TEKS KUTIPAN:
Stunting bagi sebuah negara adalah malapetaka masa depan. Karena akan lahir generasi dengan kondisi lemah. Dampak jangka pendek antara lain terganggunya perkembangan otak, kecerdasan, gangguan pada pertumbuhan fisiknya, serta gangguan metabolisme.
Dampak jangka panjangnya, stunting yang tidak ditangani dengan baik sedini mungkin akan menurunkan kemampuan kognitif otak, kekebalan tubuh lemah sehingga mudah sakit, dan risiko tinggi munculnya penyakit metabolik seperti kegemukan, penyakit jantung, dan penyakit pembuluh darah.
Bahaya tersebut menjadikan stunting merupakan masalah besar bangsa. Yang harus segera di selesaikan. Namun mampukah negara yang menerapkan sistem demokrasi ini menyelesaikan kasus stunting ?
Demokrasi tidak akan mampu mengatasi stunting
Kemiskinan akut yang menimpa negeri ini merupakan masalah sistemik dari salah urus negara. Masalah mendasarnya karena penerapan demokrasi. Demokrasi telah menjadikan para kapitalis menguasai negeri baik secara langsung melalui investasi pada kekayaan milik umat, ataupun secara tidak langsung dengan menguasai pemegang kekuasaan. Sehingga mereka mampu mensetir kebijakaan negara sesuai dengan kepentingan usaha mereka.
Mulai dari hulu, produksi pangan sampai hilir yaitu distribusi diserahkan negara pada perusahan-perusahaan. Ketergantungan pada impor, harga barang yang mahal karena tergantung pada harga internasional, monopoli usaha adalah konsekuensi ketiadaan negara dalam memenuhi kebutuhan pokoknya.
Pengerukan kekayaan milik umat ini oleh para kapitalis, pada akhirnya menjadi rakyat harus membiayai seluruh kebutuhan hidupnya sendiri seperti kesehatan, pendidikan dan keamanan dengan harga mahal. Ditambah dengan beban beragam pajak dari negara. Biaya hidup yang mahal dan kurangnya jaminan ketersediaan pekerjaan menjadi sebagian besar rakyat jatuh dalam kemiskinan struktural.

ENTRI DATA:
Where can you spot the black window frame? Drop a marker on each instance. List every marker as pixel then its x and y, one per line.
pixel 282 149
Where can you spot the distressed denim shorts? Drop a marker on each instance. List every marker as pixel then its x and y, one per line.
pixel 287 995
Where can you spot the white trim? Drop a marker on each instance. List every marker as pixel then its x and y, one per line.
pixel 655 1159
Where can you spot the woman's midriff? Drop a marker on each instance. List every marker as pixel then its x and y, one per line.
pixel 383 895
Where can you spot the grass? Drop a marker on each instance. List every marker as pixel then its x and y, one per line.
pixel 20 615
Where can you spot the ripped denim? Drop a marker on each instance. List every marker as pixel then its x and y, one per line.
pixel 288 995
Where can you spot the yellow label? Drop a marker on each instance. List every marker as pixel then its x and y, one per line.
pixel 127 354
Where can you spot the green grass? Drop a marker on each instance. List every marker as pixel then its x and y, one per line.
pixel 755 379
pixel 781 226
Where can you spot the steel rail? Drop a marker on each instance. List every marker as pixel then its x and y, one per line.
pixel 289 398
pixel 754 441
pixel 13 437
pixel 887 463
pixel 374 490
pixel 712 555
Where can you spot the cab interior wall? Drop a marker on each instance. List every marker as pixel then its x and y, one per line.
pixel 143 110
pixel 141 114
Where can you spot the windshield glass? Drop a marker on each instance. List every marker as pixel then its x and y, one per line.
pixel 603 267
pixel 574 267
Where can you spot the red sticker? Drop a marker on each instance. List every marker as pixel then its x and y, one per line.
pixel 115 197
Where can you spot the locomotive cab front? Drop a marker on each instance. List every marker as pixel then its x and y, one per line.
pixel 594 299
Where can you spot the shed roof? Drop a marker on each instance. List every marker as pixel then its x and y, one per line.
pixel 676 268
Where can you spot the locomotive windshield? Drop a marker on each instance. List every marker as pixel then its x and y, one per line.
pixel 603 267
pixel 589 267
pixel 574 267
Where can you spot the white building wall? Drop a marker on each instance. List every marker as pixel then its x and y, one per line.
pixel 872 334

TUJUAN LATIHAN:
Lanjutkan teks tentang stunting di atas, dimulai sesudah kalimat terakhirnya.

KOLOM JAWABAN:
Karenanya salah satu kebutuhan pemenuhan kebutuhan pokok berupa pangan berkualitas dan memenuhi kecukupan gizi menjadi sulit. Dampaknya adalah pada anak yang dilahirkan menjadi banyak yang berstatus stunting.
Karenanya bila sistem demokrasi ini berusaha menghapus kasus stunting bagaikan mimpi Kosong disiang bolong alias mustahil tercapai.
Hanya Khilafah Solusi untuk Stunting
Soal pemenuhan kebutuhan pokok sandang, pangan dan papan tiap kepala rakyat dijamin oleh khilafah secara tidak langsung. Negara betul-betul memastikan tiap rakyatnya mampu untuk memenuhi kebutuhan ini dengan mudah, murah dan berkualitas.
Kebijakan pemenuhan pokok ini terintegrasi dari hulu sampai hilir. Mulai dari kebijakan produksi hingga distribusi dikelola oleh negara. Negara mengimplementasikan politik pertanian Islam untuk berswasembada pangan. Menjalankan politik ekonomi Islam salah satunya dengan menerapkan kebijakan pengelolaan kekayaan milik rakyat berupa tambang, hutan, laut oleh negara untuk kemaslahatan rakyatnya.
Dari kebijakan ini negara akan mampu membiayai pendidikan, kesehatan dan keamanan tiap rakyatnya secara langsung. Walhasil rakyat tidak terbebani oleh pemenuhan kebutuhan ini karena dijamin oleh negara.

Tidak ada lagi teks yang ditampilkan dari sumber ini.